* **TEXT EXCERPT**:
########################################

The success rate for determining the causative agent of bovine abortion, particularly in beef cattle, is relatively low (i.e., 30–40%). ⁷ In the current study, both BVDV and BoHV-1 were excluded through standard virology diagnostic tests. Histological findings in both episodes of abortion were similar to those observed in experimental infection of cattle with RB51. ¹¹ In some tissues, RB51 was not isolated, and no cause of abortion was established in the submitted samples. Brucella abortus can be difficult to recover in culture, due to the bacterium’s slow growth, requirement for specialized media, and specific incubation conditions.^1,3 Condition, time of collection, size, and sterility of samples submitted influence the likelihood of recovering the organism.^1,3 One difficulty for determining the precise incidence of abortion and recovering carcasses for diagnostic workup is the location and size of ranches in Wyoming. Typically, pregnant cattle are not observed daily until they are near term. Pastures comprise many hundreds of acres of rough terrain, often with the presence of scavengers and predators.

########################################

* **RECORDS PROVIDED**:
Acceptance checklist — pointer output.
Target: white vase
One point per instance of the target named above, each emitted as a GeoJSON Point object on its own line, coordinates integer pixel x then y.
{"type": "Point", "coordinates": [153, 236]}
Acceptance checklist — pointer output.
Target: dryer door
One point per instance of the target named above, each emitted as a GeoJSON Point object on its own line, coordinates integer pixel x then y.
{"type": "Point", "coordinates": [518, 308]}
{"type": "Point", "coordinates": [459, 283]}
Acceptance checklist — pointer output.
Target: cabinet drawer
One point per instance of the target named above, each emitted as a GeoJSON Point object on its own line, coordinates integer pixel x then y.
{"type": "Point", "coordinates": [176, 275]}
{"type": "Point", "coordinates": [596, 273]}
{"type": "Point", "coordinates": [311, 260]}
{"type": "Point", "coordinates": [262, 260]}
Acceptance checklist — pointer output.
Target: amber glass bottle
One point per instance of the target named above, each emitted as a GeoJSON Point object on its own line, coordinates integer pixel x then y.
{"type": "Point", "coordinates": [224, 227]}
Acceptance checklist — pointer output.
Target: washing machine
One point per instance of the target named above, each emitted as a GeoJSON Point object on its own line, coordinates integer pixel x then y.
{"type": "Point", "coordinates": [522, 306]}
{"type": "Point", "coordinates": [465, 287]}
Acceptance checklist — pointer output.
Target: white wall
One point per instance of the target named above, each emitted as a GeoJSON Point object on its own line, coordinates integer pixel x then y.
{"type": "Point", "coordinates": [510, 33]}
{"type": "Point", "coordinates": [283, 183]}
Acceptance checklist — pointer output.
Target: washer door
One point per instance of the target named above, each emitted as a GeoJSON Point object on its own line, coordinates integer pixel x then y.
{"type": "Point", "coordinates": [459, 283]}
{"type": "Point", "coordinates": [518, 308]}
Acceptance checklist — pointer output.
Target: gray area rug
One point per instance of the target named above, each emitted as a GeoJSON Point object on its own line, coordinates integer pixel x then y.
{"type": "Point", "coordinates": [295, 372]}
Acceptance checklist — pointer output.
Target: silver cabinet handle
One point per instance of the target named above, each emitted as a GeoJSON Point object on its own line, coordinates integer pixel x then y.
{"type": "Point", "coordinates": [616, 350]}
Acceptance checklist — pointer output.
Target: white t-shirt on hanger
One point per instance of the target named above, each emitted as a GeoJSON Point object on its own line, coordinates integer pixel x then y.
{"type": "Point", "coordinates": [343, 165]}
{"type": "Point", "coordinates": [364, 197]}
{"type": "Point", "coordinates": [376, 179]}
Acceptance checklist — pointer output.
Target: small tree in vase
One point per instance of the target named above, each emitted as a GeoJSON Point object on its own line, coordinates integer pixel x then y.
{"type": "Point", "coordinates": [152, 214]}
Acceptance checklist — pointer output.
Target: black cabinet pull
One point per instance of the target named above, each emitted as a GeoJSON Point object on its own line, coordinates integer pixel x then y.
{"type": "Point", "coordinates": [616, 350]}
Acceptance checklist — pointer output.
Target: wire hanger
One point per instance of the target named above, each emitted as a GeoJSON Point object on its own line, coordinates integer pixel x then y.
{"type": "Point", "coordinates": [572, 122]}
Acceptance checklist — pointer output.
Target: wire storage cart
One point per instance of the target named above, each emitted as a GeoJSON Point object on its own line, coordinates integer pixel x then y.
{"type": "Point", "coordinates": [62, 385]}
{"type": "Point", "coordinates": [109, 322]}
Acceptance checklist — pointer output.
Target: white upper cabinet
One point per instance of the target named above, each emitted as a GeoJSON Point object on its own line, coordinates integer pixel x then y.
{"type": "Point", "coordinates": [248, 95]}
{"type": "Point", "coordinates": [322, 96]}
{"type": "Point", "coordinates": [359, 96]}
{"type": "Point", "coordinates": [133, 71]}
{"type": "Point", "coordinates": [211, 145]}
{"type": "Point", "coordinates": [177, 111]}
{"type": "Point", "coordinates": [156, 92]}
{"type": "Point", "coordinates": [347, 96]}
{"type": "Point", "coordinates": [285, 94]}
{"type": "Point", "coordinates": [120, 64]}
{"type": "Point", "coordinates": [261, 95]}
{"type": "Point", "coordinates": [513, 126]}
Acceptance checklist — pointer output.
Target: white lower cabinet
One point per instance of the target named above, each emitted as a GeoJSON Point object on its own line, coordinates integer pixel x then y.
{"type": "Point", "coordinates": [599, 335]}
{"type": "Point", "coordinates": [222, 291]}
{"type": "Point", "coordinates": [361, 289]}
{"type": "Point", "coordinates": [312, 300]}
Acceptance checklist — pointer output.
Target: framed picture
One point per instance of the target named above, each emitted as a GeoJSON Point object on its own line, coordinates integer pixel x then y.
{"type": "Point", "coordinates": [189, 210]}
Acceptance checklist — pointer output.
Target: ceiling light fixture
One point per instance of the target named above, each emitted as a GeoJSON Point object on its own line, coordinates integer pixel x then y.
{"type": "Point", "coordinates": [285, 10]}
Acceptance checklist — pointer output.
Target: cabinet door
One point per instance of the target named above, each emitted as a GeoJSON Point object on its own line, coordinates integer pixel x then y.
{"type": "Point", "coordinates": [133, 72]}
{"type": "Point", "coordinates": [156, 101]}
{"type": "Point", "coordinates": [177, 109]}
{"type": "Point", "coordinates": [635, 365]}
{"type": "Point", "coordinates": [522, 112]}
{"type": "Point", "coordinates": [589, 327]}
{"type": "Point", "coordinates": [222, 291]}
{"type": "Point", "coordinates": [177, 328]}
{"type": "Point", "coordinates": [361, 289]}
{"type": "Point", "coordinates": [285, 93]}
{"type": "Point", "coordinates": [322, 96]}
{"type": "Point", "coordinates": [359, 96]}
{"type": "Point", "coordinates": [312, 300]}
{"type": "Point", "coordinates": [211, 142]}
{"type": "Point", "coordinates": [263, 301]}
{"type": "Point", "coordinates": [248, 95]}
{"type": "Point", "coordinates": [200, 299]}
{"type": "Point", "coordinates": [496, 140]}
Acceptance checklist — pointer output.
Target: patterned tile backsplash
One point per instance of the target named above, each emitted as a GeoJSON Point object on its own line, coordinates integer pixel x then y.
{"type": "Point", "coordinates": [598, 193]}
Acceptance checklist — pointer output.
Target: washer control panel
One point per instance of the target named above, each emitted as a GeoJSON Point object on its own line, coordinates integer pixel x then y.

########################################

* **REQUIREMENT**: According to the bovine abortion excerpt, what is the success rate for determining the cause of bovine abortion? The listing comes from a different source than the text.

* **OUTPUT BELOW**: It is relatively low, about 30–40%.